→ **STORED RECORDS**:
▽
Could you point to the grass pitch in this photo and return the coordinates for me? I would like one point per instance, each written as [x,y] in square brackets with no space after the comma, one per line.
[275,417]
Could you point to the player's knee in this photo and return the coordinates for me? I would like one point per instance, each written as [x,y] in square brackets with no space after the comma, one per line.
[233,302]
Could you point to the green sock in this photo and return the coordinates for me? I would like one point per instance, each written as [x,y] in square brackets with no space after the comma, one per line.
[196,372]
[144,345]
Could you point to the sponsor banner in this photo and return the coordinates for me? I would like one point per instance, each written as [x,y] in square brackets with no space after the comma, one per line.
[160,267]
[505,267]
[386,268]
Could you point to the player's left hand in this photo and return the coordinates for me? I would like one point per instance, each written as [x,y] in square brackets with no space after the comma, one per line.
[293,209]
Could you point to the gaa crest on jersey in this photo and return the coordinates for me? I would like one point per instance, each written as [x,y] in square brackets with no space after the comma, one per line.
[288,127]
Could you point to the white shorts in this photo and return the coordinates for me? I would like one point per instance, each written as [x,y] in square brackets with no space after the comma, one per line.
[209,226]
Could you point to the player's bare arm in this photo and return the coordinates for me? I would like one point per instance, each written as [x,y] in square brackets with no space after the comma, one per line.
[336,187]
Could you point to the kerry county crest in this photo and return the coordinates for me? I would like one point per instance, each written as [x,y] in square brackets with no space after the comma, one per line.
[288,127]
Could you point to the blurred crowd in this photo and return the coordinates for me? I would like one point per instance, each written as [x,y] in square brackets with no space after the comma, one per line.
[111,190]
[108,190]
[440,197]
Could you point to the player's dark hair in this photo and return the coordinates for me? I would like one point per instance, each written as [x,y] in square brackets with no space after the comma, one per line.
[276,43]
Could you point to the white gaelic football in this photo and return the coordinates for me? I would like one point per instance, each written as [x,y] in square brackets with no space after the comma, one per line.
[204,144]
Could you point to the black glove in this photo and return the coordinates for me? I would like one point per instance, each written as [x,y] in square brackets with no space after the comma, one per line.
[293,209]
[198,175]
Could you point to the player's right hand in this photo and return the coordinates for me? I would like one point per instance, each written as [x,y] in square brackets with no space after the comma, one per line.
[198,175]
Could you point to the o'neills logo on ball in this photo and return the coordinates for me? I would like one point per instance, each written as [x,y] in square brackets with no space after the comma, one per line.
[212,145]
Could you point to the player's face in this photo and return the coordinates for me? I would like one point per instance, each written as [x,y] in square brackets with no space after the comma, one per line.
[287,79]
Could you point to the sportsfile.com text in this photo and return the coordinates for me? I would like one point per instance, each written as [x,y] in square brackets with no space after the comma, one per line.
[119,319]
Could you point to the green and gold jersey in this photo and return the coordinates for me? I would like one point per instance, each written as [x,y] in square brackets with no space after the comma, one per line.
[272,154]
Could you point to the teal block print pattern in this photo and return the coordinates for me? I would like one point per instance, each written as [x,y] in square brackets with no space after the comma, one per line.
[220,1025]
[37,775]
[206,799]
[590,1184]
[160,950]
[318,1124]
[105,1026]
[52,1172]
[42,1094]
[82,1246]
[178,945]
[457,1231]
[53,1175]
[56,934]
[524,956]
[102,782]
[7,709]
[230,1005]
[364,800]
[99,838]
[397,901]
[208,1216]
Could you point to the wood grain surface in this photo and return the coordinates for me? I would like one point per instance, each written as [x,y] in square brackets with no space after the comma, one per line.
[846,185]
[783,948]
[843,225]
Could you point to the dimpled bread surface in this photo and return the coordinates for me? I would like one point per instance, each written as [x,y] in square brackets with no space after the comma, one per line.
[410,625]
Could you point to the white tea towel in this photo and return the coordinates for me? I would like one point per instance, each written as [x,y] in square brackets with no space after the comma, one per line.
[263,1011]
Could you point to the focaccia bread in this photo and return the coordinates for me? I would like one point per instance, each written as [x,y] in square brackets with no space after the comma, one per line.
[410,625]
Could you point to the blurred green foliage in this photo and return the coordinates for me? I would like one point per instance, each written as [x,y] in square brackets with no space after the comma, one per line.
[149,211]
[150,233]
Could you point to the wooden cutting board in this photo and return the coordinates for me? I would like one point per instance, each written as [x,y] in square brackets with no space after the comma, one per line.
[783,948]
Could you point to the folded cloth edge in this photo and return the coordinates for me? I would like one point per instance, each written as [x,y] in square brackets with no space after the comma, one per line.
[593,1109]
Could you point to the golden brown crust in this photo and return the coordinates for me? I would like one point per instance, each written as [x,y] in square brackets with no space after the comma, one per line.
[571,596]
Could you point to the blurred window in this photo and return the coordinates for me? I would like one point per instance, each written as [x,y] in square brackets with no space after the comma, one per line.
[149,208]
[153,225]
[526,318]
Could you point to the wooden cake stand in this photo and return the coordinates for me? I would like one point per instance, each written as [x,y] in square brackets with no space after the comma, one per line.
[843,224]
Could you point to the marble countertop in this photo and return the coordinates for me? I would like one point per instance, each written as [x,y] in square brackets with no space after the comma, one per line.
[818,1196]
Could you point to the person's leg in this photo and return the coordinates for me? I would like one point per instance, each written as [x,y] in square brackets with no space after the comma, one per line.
△
→ **BRIEF**: Rewrite all the entries above as a JSON list of strings with one string per line, leaving out any blank lines.

→ **ANSWER FOR THE TASK**:
[
  "Could you point to the grass pitch in this photo and return the coordinates for me? I would like one point per instance, each written as [x,y] in square brackets with no space after the comma, one per line.",
  "[275,417]",
  "Could you point to the player's knee in this photo and return the coordinates for me? I would like one point per instance, each written as [x,y] in square brackets with no space after the comma, one per line.",
  "[233,302]",
  "Could you point to the green sock in this photo and return the coordinates for me? I would like one point per instance, each written as [x,y] in square brackets with no space after the comma, one per line.",
  "[196,372]",
  "[144,345]",
  "Could you point to the sponsor banner in this photo and return the coordinates for me? I would like one point per instance, each written as [x,y] in square brackets with no space after the comma, one per line.",
  "[160,267]",
  "[505,267]",
  "[386,268]",
  "Could you point to the player's left hand in this photo and return the coordinates for me? I would like one point per instance, each written as [x,y] in square brackets with no space after the comma, one per line.",
  "[293,209]",
  "Could you point to the gaa crest on jersey in this photo and return the coordinates for me? I would like one point per instance, each written as [x,y] in square brackets with no space after the comma, one per line.",
  "[288,127]",
  "Could you point to the white shorts in this photo and return the coordinates for me? I would like one point per instance, each written as [x,y] in square brackets with no space after the comma, one per line.",
  "[209,226]",
  "Could you point to the player's bare arm in this photo and return the coordinates for me? I would like one point per instance, each written as [x,y] in square brackets with no space after the comma, one per line.",
  "[336,187]",
  "Could you point to the kerry county crest in this photo and return the coordinates for me? I would like one point per instance, each written as [x,y] in square brackets with no space after the comma, one per line.",
  "[288,127]",
  "Could you point to the blurred crowd in this photo and return the coordinates for me? I would like one point per instance, each written as [x,y] in square brackets with no space after the comma, one per line.",
  "[111,190]",
  "[108,190]",
  "[440,197]",
  "Could you point to the player's dark hair in this photo and return the coordinates for me? I would like one point per instance, each written as [x,y] in square brackets with no space after the comma, one per line.",
  "[276,43]",
  "Could you point to the white gaelic football in this photo and return the coordinates for me? I would like one point per instance, each written as [x,y] in square brackets with no space after the comma, one per line.",
  "[204,144]",
  "Could you point to the black glove in this photo and return the coordinates for me? I would like one point per instance, each written as [x,y] in square brackets with no space after the comma, one per line.",
  "[293,209]",
  "[198,175]",
  "Could you point to the player's right hand in this photo and return the coordinates for me? I would like one point per instance, each written as [x,y] in square brackets with no space after the comma, one per line.",
  "[198,175]",
  "Could you point to the o'neills logo on ball in this photo and return the coordinates for me? I would like one point per instance, each written as [x,y] in square brackets with no space after the comma, one per line.",
  "[212,145]",
  "Could you point to the player's face in this photo and return the coordinates for me? I would like one point per instance, each written as [x,y] in square brackets with no space after the comma, one per line.",
  "[287,79]",
  "Could you point to the sportsfile.com text in this photo and return the coordinates for me? I would like one point per instance, each written as [x,y] in square brackets with no space after the comma, one per line.",
  "[119,319]",
  "Could you point to the green and gold jersey in this photo and return the coordinates for me? I would like one point per instance, each written as [x,y] in square brackets with no space after the comma, one per line.",
  "[272,154]",
  "Could you point to the teal block print pattern in this photo and return the coordinates for me? I would like one point per instance, each written as [x,y] in square brackets with no space after the comma, one per line.",
  "[220,1025]",
  "[37,775]",
  "[206,799]",
  "[590,1184]",
  "[160,950]",
  "[318,1124]",
  "[105,1026]",
  "[52,1172]",
  "[42,1094]",
  "[82,1246]",
  "[178,945]",
  "[457,1231]",
  "[53,1175]",
  "[56,934]",
  "[524,956]",
  "[102,782]",
  "[7,709]",
  "[230,1005]",
  "[364,800]",
  "[99,838]",
  "[397,901]",
  "[208,1216]",
  "Could you point to the wood grain surface in this photo and return the coordinates for me? I would like one point per instance, each written as [x,y] in square brackets with no space after the comma, one per line.",
  "[846,185]",
  "[783,948]",
  "[843,225]",
  "Could you point to the dimpled bread surface in this photo and return the coordinates for me? I would like one point per instance, each written as [x,y] in square brackets with no space after the comma, one per line.",
  "[410,625]",
  "Could you point to the white tea towel in this photo and return the coordinates for me? I would like one point per instance, each written as [x,y] in square brackets with no space after the comma, one per line.",
  "[263,1011]",
  "Could you point to the focaccia bread in this photo and return the coordinates for me? I would like one point per instance, each written as [x,y] in square brackets with no space after the comma, one per line.",
  "[410,625]",
  "Could you point to the blurred green foliage in this photo and return the coordinates for me? I would like one point per instance, each written as [x,y] in square brackets with no space after the comma, one per line.",
  "[149,211]",
  "[150,233]",
  "Could you point to the wooden cutting board in this photo and return the coordinates for me? I would like one point per instance, each written as [x,y] in square brackets with no space after the comma, one per line.",
  "[783,948]",
  "Could you point to the folded cloth edge in this photo and return the coordinates for me? I would like one point per instance, each written as [x,y] in square brackets with no space after the comma, one per line.",
  "[593,1109]",
  "Could you point to the golden brown crust in this photo and return the coordinates for me? I would like one point per instance, each written as [x,y] in square brackets with no space after the comma, one per line.",
  "[571,596]",
  "Could you point to the blurred window in this photo and return the coordinates for me? I would like one point per instance, each written as [x,y] in square brackets with no space after the comma, one per line.",
  "[149,208]",
  "[153,225]",
  "[526,318]",
  "Could you point to the wooden cake stand in this photo and return the coordinates for me? I would like one point per instance, each written as [x,y] in square brackets with no space after the comma, one per line.",
  "[843,224]",
  "Could you point to the marble countertop in this photo and return the coordinates for me? I would like one point per instance, each written as [x,y] in square brackets with no space after the comma, one per line.",
  "[818,1196]",
  "Could you point to the person's leg in this photo and return the coordinates for me? I would like one point per instance, each written as [x,y] in square brackets with no space after the comma, one per line."
]